=== INFORMATION PROVIDED ===

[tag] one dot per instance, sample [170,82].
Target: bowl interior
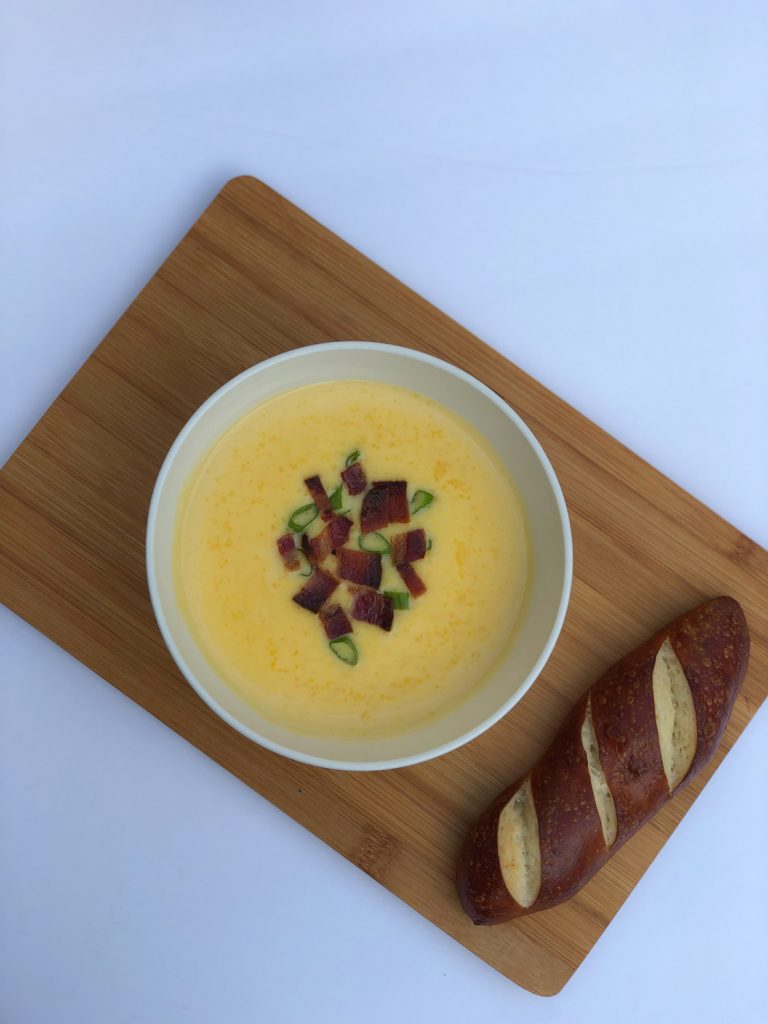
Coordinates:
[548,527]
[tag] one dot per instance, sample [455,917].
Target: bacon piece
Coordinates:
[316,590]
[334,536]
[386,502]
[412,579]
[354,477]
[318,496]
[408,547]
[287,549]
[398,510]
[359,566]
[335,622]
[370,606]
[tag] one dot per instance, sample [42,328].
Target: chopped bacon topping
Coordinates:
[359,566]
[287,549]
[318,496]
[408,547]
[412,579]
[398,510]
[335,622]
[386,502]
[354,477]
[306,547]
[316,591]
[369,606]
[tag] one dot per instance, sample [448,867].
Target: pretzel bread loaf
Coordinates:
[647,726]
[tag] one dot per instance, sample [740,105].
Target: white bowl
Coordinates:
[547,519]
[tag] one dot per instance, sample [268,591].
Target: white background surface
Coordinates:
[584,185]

===
=== INFORMATION PROVIDED ===

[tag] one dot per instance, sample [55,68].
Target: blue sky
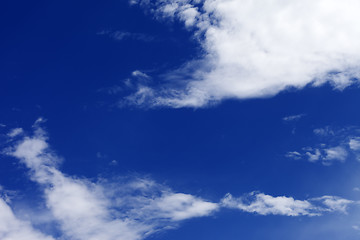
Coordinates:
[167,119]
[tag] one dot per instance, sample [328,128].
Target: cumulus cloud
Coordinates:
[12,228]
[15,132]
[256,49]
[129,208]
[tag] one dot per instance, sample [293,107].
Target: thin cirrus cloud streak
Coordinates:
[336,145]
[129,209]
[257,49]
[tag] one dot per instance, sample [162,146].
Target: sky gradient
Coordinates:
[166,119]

===
=== INFORMATION PROVIDED ===

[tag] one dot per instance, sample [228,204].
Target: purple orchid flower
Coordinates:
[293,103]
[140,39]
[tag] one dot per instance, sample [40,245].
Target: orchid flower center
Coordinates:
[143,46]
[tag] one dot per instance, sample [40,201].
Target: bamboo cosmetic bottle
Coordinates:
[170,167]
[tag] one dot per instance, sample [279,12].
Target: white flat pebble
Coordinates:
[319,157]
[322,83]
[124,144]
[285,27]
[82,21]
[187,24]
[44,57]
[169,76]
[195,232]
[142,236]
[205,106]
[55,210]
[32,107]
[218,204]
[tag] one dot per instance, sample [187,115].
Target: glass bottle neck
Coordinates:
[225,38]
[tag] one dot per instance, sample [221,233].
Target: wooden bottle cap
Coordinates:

===

ACTION ITEM: Go through the data above and copy each line that holds the word "bacon".

RESPONSE BELOW:
Target: bacon piece
Target: chopped bacon topping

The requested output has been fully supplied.